[DATA FOR THIS EXERCISE]

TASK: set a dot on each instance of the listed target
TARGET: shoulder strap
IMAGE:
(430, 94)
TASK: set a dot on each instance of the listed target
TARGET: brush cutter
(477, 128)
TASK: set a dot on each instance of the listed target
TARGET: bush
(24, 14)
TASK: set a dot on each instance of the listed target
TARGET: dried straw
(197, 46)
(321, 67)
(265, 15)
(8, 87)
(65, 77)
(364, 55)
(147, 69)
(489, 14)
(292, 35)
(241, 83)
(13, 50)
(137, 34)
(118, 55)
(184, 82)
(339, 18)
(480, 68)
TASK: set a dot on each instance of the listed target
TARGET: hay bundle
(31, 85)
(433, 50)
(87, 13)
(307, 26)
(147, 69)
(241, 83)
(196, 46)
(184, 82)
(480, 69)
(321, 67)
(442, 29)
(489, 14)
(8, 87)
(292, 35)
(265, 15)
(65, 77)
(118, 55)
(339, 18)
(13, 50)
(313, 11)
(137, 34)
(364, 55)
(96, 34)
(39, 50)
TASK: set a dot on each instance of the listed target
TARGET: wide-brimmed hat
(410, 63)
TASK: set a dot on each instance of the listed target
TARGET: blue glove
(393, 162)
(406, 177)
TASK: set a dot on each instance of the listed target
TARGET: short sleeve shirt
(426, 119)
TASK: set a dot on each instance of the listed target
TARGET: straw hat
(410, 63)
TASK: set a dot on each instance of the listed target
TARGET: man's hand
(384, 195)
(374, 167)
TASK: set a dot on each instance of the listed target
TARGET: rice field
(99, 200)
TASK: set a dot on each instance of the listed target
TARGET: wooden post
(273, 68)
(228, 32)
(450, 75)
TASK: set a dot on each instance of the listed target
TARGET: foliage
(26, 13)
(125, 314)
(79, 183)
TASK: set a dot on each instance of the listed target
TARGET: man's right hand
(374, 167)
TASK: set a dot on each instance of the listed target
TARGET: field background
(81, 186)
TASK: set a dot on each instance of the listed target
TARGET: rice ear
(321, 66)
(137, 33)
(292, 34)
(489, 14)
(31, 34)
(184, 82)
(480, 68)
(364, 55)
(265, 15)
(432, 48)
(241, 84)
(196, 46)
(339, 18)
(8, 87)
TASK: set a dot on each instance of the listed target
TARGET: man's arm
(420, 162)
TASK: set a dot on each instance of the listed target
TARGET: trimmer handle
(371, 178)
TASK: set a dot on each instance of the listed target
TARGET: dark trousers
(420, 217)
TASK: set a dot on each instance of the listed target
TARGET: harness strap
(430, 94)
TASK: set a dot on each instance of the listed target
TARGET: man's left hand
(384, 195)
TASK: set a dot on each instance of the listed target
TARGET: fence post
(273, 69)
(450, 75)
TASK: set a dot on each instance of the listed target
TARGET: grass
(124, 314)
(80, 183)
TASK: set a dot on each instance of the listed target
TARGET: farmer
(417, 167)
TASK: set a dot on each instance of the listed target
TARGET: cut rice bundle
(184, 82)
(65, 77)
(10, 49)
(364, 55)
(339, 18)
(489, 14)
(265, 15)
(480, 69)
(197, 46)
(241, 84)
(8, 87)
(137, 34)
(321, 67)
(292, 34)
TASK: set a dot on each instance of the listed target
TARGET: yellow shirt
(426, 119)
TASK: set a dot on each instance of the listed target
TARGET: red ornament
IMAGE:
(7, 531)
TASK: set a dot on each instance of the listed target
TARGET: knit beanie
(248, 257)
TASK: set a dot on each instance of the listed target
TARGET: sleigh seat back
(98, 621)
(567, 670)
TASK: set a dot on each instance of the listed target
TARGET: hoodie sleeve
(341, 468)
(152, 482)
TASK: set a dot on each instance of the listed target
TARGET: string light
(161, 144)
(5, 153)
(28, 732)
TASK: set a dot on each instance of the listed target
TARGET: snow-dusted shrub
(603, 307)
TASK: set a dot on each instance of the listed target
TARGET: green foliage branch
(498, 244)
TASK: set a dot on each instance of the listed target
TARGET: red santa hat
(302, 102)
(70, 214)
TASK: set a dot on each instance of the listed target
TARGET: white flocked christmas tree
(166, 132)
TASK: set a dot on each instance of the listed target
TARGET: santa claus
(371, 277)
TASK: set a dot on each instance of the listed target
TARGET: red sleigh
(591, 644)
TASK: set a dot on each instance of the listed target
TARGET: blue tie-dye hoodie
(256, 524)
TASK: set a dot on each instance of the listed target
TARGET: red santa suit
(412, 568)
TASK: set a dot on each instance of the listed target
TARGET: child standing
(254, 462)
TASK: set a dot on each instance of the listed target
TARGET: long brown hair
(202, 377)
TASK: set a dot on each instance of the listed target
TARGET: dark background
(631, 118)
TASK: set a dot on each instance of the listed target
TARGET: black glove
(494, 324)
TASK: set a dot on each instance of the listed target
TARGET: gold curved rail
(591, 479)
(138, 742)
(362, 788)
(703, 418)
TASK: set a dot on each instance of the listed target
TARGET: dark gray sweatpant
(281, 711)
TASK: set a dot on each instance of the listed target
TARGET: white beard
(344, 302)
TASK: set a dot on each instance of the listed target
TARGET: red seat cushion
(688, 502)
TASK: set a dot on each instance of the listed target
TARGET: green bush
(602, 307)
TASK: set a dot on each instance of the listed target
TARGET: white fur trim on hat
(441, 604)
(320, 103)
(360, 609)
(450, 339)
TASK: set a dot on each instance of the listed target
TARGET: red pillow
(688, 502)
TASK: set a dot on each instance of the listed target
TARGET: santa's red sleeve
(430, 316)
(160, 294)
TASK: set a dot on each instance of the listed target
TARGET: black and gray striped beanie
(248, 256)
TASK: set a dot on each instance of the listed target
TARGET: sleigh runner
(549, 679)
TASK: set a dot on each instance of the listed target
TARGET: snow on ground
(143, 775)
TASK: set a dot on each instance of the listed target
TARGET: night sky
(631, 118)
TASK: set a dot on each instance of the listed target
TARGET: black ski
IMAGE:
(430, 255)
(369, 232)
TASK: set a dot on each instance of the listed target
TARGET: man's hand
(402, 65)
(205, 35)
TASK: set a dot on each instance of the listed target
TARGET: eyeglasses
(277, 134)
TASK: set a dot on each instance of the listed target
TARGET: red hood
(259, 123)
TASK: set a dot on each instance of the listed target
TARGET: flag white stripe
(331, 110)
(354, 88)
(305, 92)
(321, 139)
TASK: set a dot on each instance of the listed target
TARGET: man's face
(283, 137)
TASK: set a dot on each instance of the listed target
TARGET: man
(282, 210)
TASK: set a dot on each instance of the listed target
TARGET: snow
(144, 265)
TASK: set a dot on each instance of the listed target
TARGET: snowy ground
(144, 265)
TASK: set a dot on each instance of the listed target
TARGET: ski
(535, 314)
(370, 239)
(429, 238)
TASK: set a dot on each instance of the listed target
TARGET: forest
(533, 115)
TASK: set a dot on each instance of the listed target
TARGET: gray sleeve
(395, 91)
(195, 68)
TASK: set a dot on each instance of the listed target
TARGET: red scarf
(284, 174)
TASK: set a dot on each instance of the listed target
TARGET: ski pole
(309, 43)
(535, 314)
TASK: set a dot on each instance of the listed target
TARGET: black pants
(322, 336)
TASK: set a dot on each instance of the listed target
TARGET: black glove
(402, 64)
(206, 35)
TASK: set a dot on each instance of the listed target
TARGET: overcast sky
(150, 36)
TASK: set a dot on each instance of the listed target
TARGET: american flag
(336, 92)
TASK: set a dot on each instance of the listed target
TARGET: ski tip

[/DATA FOR THIS EXERCISE]

**WORK REQUIRED**
Transcribe each of the records above exactly.

**RESPONSE AREA**
TASK: set a dot on each instance of the listed target
TARGET: shoulder strap
IMAGE:
(430, 94)
TASK: set a dot on each instance of the listed target
TARGET: brush cutter
(477, 128)
TASK: set a dot on each instance of the listed target
TARGET: bush
(24, 14)
TASK: set a dot on each instance of the listed target
TARGET: dried straw
(197, 46)
(321, 67)
(265, 15)
(8, 87)
(65, 77)
(364, 55)
(147, 69)
(489, 14)
(292, 35)
(241, 83)
(13, 50)
(137, 34)
(118, 55)
(184, 82)
(339, 18)
(480, 68)
TASK: set a dot on each instance of the listed target
TARGET: hay bundle
(31, 85)
(433, 50)
(87, 13)
(307, 26)
(147, 69)
(241, 83)
(196, 46)
(184, 82)
(480, 69)
(321, 67)
(442, 29)
(489, 14)
(8, 87)
(292, 35)
(265, 15)
(65, 77)
(118, 55)
(339, 18)
(13, 50)
(313, 11)
(137, 34)
(364, 55)
(96, 34)
(39, 50)
TASK: set a dot on each instance of the listed target
TARGET: wide-brimmed hat
(410, 63)
TASK: set a dot on each instance of the listed target
TARGET: blue glove
(393, 162)
(406, 177)
TASK: set a dot on each instance of the listed target
TARGET: short sleeve shirt
(426, 119)
TASK: set a dot on each instance of the listed target
TARGET: straw hat
(410, 63)
TASK: set a dot on each instance of the listed target
TARGET: man's hand
(384, 195)
(374, 167)
TASK: set a dot on each instance of the listed target
TARGET: rice field
(99, 200)
TASK: set a dot on each instance of the listed target
TARGET: wooden post
(273, 68)
(228, 32)
(450, 75)
TASK: set a dot on each instance of the listed target
TARGET: foliage
(26, 13)
(125, 314)
(79, 183)
TASK: set a dot on each instance of the listed target
TARGET: man's right hand
(374, 167)
TASK: set a dot on each instance of the listed target
TARGET: field background
(81, 186)
TASK: set a dot on each instance of the listed target
TARGET: rice ear
(321, 66)
(137, 33)
(292, 34)
(489, 14)
(31, 34)
(184, 82)
(480, 68)
(364, 55)
(265, 15)
(432, 48)
(241, 84)
(196, 46)
(339, 18)
(8, 87)
TASK: set a dot on each instance of the listed target
TARGET: man's arm
(420, 162)
TASK: set a dot on each instance of the listed target
TARGET: trimmer handle
(371, 178)
TASK: set a dot on each instance of the listed target
TARGET: dark trousers
(420, 217)
TASK: set a dot on each instance of the listed target
TARGET: harness strap
(430, 94)
TASK: set a dot on each instance of the listed target
TARGET: man's left hand
(384, 195)
TASK: set a dot on each instance of the listed target
TARGET: fence post
(273, 69)
(450, 75)
TASK: set a dot on each instance of the listed target
TARGET: grass
(124, 314)
(80, 183)
TASK: set a dot on each instance of the listed target
TARGET: farmer
(417, 167)
TASK: set a dot on each instance of the listed target
TARGET: cut rice bundle
(184, 82)
(65, 77)
(10, 49)
(364, 55)
(339, 18)
(489, 14)
(265, 15)
(480, 69)
(197, 46)
(241, 84)
(8, 87)
(137, 34)
(321, 67)
(292, 34)
TASK: set a dot on each instance of the listed target
TARGET: yellow shirt
(426, 119)
TASK: set a dot on each instance of the listed target
TARGET: red ornament
IMAGE:
(7, 531)
TASK: set a dot on each instance of the listed target
TARGET: knit beanie
(248, 257)
TASK: set a dot on each instance of the listed target
TARGET: sleigh seat back
(98, 621)
(567, 670)
TASK: set a dot on each instance of the listed target
TARGET: hoodie sleeve
(341, 468)
(152, 482)
TASK: set a dot on each instance of the listed target
TARGET: string light
(161, 144)
(5, 153)
(28, 732)
TASK: set a dot on each instance of the listed target
TARGET: snow-dusted shrub
(603, 307)
TASK: set a dot on each instance of the listed target
TARGET: green foliage branch
(498, 244)
TASK: set a dot on each instance of the listed target
TARGET: red santa hat
(302, 102)
(70, 214)
TASK: set a dot on each instance of the listed target
TARGET: white flocked christmas tree
(166, 132)
TASK: set a dot on each instance of the listed target
TARGET: santa claus
(371, 277)
TASK: set a dot on each instance of the listed target
TARGET: red sleigh
(591, 644)
TASK: set a dot on each instance of the listed target
TARGET: blue tie-dye hoodie
(256, 524)
TASK: set a dot on each instance of the listed target
TARGET: red santa suit
(412, 568)
TASK: set a dot on each instance of the listed target
TARGET: child standing
(254, 462)
TASK: set a dot on each instance of the listed target
TARGET: long brown hair
(202, 377)
TASK: set a dot on each instance of the listed target
TARGET: dark background
(631, 118)
TASK: set a dot on each instance of the listed target
TARGET: black glove
(494, 324)
TASK: set a dot on each instance of the listed target
TARGET: gold curved rail
(591, 479)
(138, 742)
(362, 788)
(703, 418)
TASK: set a dot on each instance of the listed target
TARGET: dark gray sweatpant
(281, 711)
TASK: set a dot on each instance of the listed target
TARGET: white beard
(344, 302)
TASK: set a dot on each instance of the listed target
TARGET: red seat cushion
(688, 502)
TASK: set a dot on each instance of the listed target
TARGET: green bush
(602, 307)
TASK: set a dot on each instance of the listed target
TARGET: white fur trim on hat
(441, 604)
(320, 103)
(360, 609)
(450, 339)
TASK: set a dot on each instance of the listed target
TARGET: red pillow
(688, 502)
TASK: set a dot on each instance of the listed target
TARGET: santa's red sleeve
(430, 316)
(160, 294)
TASK: set a dot on each instance of the listed target
TARGET: black and gray striped beanie
(248, 256)
TASK: set a dot on each instance of the listed target
TARGET: sleigh runner
(549, 679)
TASK: set a dot on each instance of the listed target
TARGET: snow on ground
(143, 775)
TASK: set a dot on each instance of the listed target
TARGET: night sky
(631, 118)
TASK: set a dot on each instance of the listed target
TARGET: black ski
IMAGE:
(430, 255)
(369, 232)
TASK: set a dot on each instance of the listed target
TARGET: man's hand
(402, 65)
(205, 35)
TASK: set a dot on each instance of the listed target
TARGET: eyeglasses
(277, 134)
TASK: set a dot on each instance of the listed target
TARGET: red hood
(259, 123)
TASK: set a dot on each instance of the listed target
TARGET: flag white stripe
(331, 110)
(354, 88)
(305, 92)
(321, 139)
TASK: set a dot on each instance of the listed target
TARGET: man's face
(283, 137)
TASK: set a dot on each instance of the listed target
TARGET: man
(282, 210)
TASK: set a dot on each instance of the listed target
TARGET: snow
(144, 265)
TASK: set a dot on each instance of the listed target
TARGET: snowy ground
(144, 265)
TASK: set a dot on each instance of the listed target
TARGET: ski
(535, 314)
(370, 239)
(429, 238)
TASK: set a dot on each instance of the listed target
TARGET: forest
(533, 115)
TASK: set a dot on each instance of the listed target
TARGET: gray sleeve
(395, 91)
(195, 68)
TASK: set a dot on each instance of the listed target
TARGET: red scarf
(284, 174)
TASK: set a dot on each instance of the listed target
TARGET: ski pole
(309, 43)
(535, 314)
TASK: set a dot on each instance of the listed target
TARGET: black pants
(322, 336)
TASK: set a dot on each instance of the listed target
TARGET: black glove
(402, 64)
(206, 35)
TASK: set a dot on each instance of the listed target
TARGET: overcast sky
(150, 36)
TASK: set a dot on each instance of the listed target
TARGET: american flag
(336, 92)
TASK: set a dot on each instance of the listed target
TARGET: ski tip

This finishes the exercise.